- REQUIRED WORK
Please report every line in the entries that contains the string "jeans".

══ DATA EXTRACTS

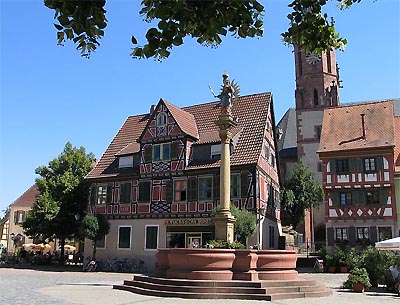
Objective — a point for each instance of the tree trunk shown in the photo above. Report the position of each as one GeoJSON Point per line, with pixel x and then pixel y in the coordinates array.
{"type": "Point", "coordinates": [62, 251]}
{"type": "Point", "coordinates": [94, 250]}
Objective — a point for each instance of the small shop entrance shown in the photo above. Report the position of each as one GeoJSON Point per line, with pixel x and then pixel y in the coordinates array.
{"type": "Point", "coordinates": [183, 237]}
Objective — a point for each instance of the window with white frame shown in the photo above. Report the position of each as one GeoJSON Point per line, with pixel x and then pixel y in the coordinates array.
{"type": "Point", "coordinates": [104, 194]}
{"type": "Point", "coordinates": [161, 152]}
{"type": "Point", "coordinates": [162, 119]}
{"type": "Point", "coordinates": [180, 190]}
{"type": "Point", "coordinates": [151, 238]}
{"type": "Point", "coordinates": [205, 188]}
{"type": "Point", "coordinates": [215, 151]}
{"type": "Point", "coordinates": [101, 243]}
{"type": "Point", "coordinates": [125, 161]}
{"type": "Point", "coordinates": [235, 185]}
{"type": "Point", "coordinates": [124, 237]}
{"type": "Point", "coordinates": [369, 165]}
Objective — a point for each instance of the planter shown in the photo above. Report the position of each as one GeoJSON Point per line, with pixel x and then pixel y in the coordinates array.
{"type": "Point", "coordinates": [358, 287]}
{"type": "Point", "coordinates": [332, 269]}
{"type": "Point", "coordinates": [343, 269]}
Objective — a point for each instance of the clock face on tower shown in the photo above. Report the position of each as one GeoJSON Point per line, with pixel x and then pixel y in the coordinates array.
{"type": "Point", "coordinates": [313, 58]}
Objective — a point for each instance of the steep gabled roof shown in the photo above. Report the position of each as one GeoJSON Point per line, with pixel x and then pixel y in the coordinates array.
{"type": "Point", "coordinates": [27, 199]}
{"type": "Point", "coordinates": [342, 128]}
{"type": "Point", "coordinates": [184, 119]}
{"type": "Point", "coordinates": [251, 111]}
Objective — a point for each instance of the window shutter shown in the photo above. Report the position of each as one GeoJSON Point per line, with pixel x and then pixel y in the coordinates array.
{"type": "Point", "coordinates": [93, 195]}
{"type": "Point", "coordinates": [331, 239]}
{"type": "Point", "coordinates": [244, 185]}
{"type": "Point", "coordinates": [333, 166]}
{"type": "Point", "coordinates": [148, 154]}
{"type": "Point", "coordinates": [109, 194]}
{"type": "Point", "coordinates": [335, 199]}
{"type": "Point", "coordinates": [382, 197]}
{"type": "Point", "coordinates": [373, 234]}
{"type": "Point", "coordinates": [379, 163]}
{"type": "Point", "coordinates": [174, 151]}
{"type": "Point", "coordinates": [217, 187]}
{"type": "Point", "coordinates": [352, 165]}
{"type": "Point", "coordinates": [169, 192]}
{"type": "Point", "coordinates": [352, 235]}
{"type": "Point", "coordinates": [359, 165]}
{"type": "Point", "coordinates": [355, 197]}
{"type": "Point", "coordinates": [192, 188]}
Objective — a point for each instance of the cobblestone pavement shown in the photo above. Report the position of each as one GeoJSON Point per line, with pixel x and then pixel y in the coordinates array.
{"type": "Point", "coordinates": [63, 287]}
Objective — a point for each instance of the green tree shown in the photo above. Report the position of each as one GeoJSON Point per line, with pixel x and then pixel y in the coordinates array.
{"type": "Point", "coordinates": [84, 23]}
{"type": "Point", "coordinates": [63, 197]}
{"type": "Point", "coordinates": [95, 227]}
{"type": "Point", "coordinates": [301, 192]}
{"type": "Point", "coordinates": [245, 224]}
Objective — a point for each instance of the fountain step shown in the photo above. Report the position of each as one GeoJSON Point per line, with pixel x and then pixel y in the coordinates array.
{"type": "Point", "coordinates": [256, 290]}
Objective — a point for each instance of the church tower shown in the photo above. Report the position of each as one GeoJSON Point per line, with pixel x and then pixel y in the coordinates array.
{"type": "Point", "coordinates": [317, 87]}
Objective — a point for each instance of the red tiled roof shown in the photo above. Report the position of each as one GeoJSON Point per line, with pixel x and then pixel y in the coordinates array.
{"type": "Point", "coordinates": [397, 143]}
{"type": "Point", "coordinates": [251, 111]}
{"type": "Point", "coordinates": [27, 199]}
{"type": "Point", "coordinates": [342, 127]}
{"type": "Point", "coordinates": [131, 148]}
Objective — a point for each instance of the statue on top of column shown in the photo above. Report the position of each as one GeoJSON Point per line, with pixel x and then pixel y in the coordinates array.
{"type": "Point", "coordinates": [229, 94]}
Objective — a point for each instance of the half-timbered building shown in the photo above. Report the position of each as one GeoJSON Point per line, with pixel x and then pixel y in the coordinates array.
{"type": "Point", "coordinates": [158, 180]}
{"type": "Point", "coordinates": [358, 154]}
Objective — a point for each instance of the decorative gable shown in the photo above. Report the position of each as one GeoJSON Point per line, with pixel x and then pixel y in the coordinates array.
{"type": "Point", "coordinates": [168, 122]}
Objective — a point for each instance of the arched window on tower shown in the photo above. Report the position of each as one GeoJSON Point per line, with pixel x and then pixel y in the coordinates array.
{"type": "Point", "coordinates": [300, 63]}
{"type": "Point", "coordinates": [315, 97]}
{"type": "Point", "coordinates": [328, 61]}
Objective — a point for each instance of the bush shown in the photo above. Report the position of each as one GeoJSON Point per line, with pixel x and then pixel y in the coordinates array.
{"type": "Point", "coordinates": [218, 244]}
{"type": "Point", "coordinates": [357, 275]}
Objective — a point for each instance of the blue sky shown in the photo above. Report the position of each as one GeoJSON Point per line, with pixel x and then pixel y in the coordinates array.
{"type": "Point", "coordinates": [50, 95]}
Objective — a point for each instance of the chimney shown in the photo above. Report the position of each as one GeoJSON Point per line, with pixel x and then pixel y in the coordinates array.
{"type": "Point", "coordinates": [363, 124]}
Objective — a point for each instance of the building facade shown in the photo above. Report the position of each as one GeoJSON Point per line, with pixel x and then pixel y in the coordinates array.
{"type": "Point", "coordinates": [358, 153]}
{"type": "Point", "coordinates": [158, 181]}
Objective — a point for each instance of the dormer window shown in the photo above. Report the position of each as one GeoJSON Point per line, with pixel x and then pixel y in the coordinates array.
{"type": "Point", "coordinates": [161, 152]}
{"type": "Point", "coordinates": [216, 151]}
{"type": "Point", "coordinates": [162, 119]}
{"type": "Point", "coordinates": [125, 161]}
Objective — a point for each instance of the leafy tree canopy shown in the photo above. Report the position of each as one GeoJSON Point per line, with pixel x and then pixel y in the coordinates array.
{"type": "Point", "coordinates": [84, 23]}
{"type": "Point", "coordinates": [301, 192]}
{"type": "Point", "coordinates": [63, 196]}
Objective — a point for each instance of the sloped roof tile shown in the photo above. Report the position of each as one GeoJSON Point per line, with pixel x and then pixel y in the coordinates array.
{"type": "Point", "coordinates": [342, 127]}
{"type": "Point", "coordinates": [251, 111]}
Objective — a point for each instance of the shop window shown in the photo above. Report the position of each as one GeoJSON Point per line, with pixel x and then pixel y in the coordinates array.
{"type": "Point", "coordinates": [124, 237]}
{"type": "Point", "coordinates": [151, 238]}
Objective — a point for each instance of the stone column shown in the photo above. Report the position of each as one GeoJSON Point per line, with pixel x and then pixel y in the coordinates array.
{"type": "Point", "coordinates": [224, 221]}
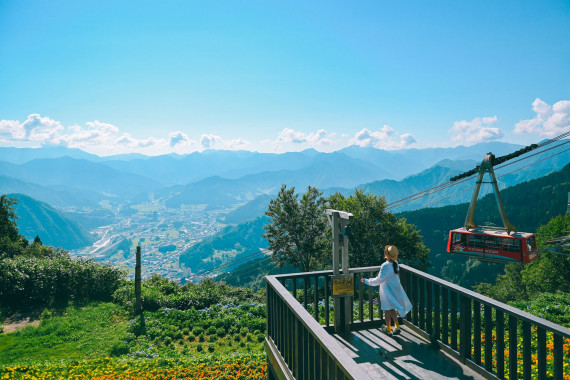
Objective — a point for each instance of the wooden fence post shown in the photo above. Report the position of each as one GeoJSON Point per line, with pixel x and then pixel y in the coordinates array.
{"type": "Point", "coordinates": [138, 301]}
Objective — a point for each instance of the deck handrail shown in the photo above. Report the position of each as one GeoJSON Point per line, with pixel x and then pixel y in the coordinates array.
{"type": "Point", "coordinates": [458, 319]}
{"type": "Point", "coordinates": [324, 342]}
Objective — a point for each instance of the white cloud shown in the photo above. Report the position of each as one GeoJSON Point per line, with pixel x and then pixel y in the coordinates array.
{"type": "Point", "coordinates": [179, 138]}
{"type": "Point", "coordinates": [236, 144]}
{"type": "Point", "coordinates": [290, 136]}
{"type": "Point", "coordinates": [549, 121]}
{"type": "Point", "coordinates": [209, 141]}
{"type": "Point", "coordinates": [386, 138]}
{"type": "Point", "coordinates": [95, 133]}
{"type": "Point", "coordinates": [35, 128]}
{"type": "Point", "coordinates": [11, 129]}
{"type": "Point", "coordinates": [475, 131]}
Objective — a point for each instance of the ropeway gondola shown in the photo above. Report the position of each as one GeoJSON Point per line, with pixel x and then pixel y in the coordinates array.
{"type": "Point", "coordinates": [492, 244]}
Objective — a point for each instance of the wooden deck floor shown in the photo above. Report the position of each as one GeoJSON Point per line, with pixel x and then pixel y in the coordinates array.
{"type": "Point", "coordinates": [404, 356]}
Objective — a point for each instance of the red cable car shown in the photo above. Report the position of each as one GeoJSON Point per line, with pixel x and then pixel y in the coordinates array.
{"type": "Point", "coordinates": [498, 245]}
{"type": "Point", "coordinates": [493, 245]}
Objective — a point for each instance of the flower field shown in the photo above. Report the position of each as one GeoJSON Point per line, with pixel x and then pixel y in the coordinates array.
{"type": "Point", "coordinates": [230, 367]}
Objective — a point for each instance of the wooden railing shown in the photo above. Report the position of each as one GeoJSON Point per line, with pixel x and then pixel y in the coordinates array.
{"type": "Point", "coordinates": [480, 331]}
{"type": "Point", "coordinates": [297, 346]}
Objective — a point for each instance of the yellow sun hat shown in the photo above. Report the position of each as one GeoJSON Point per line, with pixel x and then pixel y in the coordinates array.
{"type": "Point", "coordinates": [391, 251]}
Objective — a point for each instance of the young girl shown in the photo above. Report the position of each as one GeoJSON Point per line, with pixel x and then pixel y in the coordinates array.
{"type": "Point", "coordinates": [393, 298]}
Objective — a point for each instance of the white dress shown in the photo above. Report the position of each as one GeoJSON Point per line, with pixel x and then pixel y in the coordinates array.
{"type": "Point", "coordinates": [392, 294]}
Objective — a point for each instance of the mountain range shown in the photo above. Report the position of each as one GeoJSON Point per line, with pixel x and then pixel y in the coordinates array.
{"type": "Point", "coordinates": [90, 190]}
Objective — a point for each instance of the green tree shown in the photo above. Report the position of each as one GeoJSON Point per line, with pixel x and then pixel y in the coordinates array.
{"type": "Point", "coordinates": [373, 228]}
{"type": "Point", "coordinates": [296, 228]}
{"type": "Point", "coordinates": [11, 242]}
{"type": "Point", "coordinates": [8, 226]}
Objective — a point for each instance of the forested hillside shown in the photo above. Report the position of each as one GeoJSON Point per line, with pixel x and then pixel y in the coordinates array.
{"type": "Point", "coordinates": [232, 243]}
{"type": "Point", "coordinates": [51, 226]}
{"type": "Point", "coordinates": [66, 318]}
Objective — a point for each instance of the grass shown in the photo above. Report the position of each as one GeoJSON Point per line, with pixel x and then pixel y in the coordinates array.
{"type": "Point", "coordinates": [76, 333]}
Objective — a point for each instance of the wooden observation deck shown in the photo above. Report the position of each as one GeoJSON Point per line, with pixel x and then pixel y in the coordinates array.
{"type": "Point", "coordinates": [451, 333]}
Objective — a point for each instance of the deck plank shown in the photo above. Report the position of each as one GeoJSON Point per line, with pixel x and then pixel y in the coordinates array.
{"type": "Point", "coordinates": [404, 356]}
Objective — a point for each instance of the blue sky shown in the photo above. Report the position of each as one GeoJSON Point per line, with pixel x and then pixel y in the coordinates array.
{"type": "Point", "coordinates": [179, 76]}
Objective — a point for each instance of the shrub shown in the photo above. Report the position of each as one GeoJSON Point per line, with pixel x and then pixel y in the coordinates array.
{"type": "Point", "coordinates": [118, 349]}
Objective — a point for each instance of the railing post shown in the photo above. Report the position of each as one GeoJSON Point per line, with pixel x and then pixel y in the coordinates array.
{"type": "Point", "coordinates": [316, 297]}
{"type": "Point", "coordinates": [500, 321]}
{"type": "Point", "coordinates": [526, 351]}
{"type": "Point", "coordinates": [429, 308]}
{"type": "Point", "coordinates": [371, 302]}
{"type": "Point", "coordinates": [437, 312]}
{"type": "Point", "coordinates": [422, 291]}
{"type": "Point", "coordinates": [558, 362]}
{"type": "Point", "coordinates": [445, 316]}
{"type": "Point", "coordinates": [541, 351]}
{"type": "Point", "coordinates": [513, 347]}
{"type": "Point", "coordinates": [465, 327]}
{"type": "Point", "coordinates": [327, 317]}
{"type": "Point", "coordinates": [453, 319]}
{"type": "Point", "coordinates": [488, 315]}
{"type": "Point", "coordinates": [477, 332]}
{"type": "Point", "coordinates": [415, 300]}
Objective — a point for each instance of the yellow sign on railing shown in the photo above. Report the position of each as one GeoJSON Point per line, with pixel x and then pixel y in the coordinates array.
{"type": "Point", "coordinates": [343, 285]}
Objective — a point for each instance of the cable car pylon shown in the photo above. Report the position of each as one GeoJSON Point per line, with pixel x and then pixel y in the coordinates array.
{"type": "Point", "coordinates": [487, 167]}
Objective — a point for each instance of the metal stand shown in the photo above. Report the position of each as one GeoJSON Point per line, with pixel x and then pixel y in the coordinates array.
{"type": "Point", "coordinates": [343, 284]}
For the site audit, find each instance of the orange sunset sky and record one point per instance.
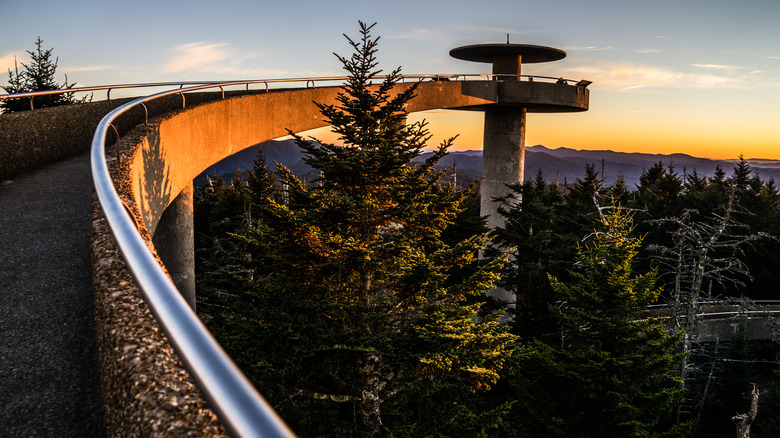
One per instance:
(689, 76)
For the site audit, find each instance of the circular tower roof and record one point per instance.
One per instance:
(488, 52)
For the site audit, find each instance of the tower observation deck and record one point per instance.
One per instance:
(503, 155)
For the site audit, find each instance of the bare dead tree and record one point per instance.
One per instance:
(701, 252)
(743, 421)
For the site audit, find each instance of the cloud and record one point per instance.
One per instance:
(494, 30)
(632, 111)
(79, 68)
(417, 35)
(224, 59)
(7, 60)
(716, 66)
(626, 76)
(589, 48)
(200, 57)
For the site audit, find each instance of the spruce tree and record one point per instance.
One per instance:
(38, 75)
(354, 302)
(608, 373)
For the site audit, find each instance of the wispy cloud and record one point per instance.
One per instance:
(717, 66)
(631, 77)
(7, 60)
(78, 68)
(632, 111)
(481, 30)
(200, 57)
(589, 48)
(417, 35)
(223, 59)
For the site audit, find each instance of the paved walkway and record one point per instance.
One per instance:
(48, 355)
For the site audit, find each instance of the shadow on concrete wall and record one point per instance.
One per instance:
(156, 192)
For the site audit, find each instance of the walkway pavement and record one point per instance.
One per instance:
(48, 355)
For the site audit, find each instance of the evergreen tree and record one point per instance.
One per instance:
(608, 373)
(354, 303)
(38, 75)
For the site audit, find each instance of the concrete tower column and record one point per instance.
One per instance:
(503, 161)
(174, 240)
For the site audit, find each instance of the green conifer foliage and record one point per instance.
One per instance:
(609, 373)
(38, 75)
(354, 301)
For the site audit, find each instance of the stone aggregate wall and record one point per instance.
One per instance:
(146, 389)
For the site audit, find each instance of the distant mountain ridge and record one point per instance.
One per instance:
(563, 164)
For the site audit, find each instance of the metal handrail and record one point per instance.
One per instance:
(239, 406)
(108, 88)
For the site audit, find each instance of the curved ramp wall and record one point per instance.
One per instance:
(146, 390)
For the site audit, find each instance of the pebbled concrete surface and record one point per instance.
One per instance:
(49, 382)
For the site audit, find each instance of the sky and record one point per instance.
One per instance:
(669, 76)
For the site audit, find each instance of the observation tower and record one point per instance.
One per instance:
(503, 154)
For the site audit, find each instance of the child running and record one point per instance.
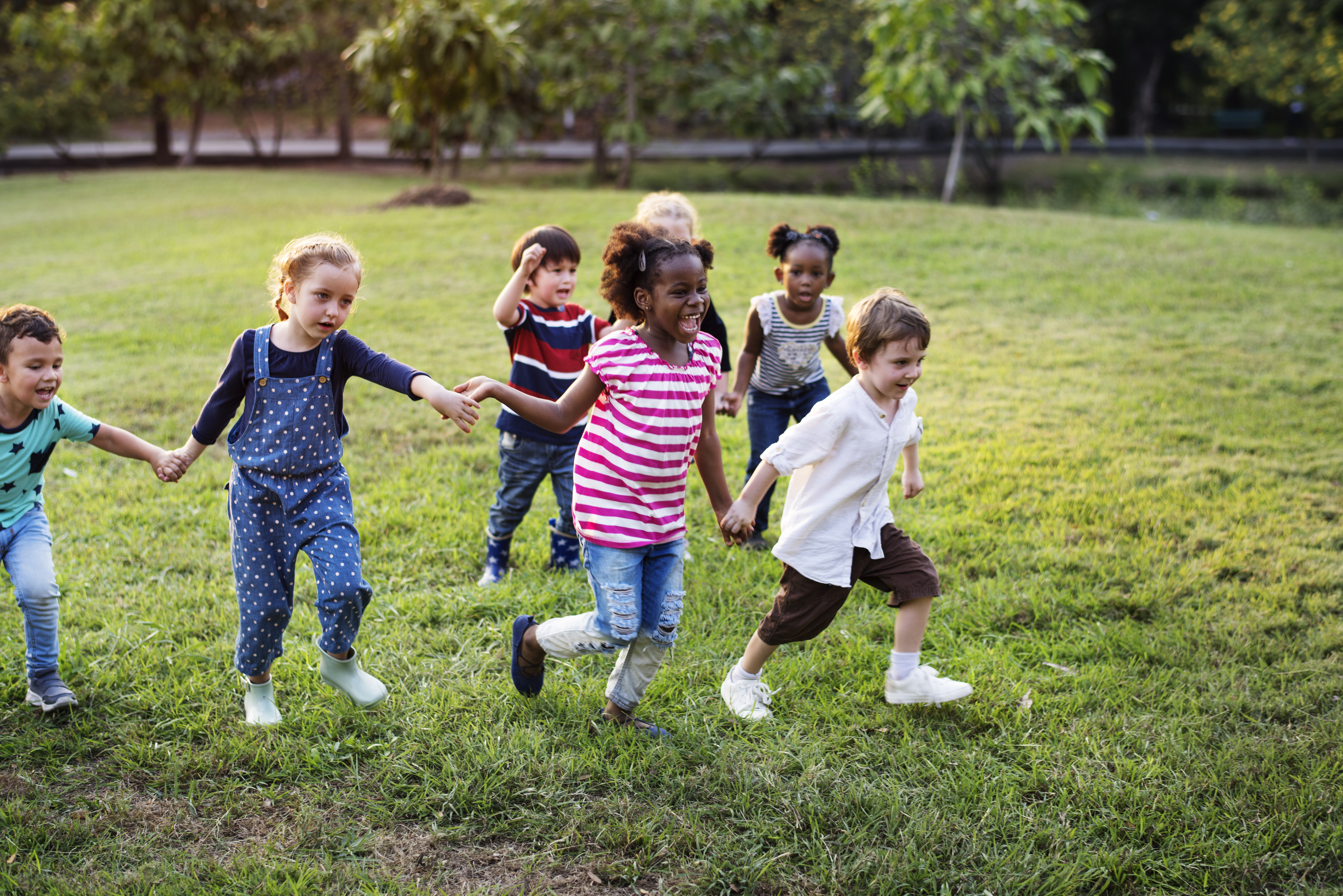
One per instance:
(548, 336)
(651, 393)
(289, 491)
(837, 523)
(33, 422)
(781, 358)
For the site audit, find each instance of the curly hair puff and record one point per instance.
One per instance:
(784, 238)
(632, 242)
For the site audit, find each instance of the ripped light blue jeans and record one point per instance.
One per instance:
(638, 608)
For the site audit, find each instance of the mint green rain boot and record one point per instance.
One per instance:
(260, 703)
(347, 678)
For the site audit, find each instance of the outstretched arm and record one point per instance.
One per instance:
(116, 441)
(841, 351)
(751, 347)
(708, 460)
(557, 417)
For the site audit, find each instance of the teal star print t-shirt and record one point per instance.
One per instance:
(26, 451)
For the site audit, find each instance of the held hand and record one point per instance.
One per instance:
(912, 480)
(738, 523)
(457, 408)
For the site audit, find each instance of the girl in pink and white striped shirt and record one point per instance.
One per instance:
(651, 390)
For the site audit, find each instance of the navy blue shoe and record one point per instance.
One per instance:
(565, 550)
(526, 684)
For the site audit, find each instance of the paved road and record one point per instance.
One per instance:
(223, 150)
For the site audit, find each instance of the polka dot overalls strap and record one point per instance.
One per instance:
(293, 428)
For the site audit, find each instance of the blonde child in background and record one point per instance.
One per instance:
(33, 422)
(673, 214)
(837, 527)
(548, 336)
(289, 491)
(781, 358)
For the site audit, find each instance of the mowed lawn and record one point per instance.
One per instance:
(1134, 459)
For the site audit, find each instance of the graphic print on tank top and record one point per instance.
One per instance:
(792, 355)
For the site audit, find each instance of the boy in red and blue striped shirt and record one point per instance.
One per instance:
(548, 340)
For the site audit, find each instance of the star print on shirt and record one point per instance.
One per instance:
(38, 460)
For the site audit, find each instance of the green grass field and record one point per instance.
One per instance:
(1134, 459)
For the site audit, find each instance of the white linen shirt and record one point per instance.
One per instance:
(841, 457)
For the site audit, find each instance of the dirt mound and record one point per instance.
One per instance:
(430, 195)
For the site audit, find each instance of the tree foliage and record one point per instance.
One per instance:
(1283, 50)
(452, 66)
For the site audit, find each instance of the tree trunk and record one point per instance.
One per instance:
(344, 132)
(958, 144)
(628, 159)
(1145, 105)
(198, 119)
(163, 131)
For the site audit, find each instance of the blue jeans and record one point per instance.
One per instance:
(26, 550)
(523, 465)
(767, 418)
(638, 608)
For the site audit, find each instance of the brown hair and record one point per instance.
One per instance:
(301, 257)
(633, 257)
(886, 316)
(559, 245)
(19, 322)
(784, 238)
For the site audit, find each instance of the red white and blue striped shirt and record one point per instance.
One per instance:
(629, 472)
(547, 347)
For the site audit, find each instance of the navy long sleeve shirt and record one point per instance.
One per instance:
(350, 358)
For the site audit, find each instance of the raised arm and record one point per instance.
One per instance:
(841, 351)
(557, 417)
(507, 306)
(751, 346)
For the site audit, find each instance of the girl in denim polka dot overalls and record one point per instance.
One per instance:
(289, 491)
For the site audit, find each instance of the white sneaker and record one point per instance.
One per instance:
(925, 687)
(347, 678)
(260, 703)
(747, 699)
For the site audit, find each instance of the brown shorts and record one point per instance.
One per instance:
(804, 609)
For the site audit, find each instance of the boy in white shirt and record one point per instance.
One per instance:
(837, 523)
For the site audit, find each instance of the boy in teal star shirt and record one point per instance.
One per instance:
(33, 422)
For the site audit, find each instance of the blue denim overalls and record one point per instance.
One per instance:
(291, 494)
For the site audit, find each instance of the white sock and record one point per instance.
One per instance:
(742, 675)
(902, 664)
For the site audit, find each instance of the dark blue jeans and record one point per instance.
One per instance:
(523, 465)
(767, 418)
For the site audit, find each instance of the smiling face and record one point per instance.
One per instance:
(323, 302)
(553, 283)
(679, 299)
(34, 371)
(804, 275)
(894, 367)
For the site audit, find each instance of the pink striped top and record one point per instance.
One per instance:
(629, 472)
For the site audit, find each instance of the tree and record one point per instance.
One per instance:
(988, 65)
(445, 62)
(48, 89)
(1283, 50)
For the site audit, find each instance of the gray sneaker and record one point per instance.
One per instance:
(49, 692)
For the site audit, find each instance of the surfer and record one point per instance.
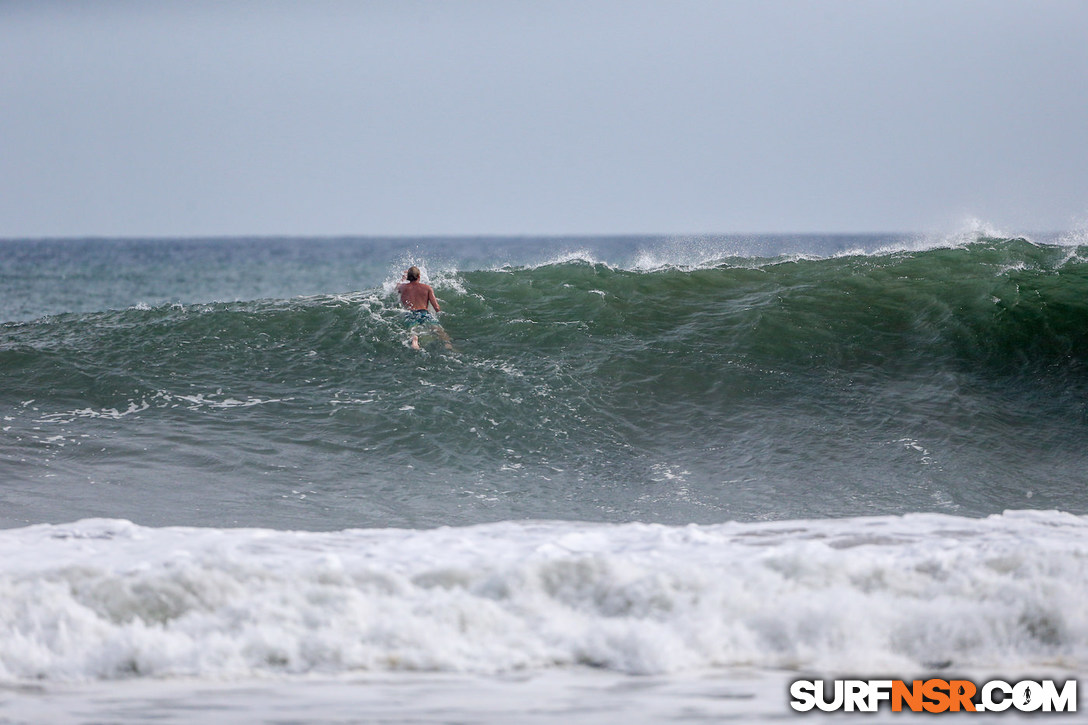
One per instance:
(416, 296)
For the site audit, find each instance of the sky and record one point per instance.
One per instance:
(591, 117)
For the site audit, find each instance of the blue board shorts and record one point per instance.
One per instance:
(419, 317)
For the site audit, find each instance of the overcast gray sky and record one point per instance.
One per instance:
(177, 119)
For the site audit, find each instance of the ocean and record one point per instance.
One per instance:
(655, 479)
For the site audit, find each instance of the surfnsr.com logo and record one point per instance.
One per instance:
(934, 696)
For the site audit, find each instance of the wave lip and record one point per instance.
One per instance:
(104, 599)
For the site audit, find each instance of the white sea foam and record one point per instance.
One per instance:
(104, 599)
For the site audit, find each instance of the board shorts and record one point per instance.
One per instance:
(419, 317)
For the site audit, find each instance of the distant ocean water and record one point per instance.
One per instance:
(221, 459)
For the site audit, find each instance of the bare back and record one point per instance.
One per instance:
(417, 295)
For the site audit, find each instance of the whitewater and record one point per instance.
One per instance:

════

- RESPONSE TO THIS TASK
For the site audit, find each instance of the ripped light blue jeans and record one point per instance.
For the site audit, find each instance of the blue jeans and record one point per instance.
For the site audit, find each instance of the dark blue jeans and record one point per instance.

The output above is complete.